• **HOW TO COMPLETE THIS TASK**: Copy each entry verbatim, excluding its images.

Free-text object descriptions
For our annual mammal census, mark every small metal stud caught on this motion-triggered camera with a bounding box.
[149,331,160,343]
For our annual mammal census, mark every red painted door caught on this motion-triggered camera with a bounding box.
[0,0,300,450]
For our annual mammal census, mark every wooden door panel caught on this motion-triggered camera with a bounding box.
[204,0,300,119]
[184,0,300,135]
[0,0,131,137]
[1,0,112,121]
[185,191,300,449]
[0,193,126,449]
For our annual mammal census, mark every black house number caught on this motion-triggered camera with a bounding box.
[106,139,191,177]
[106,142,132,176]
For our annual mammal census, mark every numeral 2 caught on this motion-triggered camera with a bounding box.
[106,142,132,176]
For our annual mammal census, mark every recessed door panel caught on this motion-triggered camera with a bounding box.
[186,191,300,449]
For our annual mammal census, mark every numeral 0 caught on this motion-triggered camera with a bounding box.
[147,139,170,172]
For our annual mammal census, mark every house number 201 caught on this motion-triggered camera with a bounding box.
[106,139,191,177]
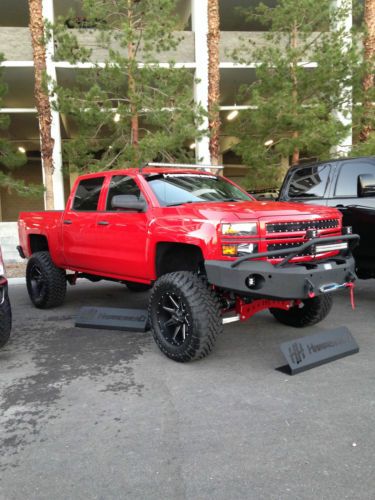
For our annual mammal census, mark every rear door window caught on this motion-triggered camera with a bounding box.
[72,177,105,211]
[335,161,375,197]
[286,164,331,199]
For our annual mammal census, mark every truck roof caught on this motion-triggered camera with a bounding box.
[288,155,375,171]
[75,168,218,179]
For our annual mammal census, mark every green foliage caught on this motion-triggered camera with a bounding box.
[230,0,362,188]
[0,55,40,197]
[52,0,204,172]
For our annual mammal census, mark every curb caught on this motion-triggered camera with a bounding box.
[8,277,26,286]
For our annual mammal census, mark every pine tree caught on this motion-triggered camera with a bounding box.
[0,55,37,195]
[229,0,359,188]
[52,0,204,173]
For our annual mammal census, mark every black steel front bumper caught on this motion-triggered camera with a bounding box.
[205,234,359,300]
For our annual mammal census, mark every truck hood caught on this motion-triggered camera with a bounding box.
[184,200,340,221]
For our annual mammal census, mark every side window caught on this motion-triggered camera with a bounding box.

• **EXERCISE OUTPUT**:
For our annual mammal census, mark every small metal stud caught on this motion-triggered camera with a bounding box.
[149,331,160,343]
For our annual mammal census, mark every red painted door caught on this motion-triggered camera with a bounding box.
[0,0,300,450]
For our annual mammal census, mark every wooden door panel caught on this motion-triggered camera with a bounding box.
[204,0,300,119]
[184,0,300,135]
[0,0,131,137]
[1,0,112,121]
[185,191,300,449]
[0,193,126,449]
For our annual mammal census, mark every black house number caught on this motion-triggered camera with a bounding box.
[106,139,191,177]
[106,142,132,176]
For our annual mammal census, mark every numeral 2 caught on this motion-triggered camera with a bounding box.
[106,142,132,176]
For our annual mammal census, mark every recessed door panel caught on this motion-triggered camera with a bounding box.
[186,191,300,449]
For our annual mammal census, mark every numeral 0 caught on this motion-triggered camera with a bounding box.
[147,139,170,172]
For our annual mammal census, mark every house number 201 caught on this motion-triggered camera with a bounding box.
[106,139,191,177]
For our annual mammal census, mark every rear door window caught on this motion-triggered camera with a bounding box.
[72,177,105,211]
[335,161,375,197]
[286,164,331,199]
For our annual mammal census, mark every truck roof caught on this motion-triggered camera with a bounding box.
[288,155,375,171]
[75,168,218,179]
For our annual mammal census, mark every green foliage caught on this motion-triggered camera with a bounding box.
[230,0,362,188]
[0,55,40,197]
[52,0,204,172]
For our annual mammal census, mark every curb caught on this motion-triggered camera with a bounding box.
[8,277,26,286]
For our annual mammal census, mark every pine tree caught on this motion-triggered camera with a bounding box.
[0,55,37,195]
[229,0,359,188]
[52,0,204,173]
For our annual mammal census, mark every black steel front bumper caught on this motion-triggered camera with a bounding box.
[205,234,359,300]
For our annual mammal census, mark every truck hood caught on this motion-triggered camera with a bounding box.
[184,200,340,221]
For our annual mammal census, mark every side window caught on this motion-triggered camera with a bounding box.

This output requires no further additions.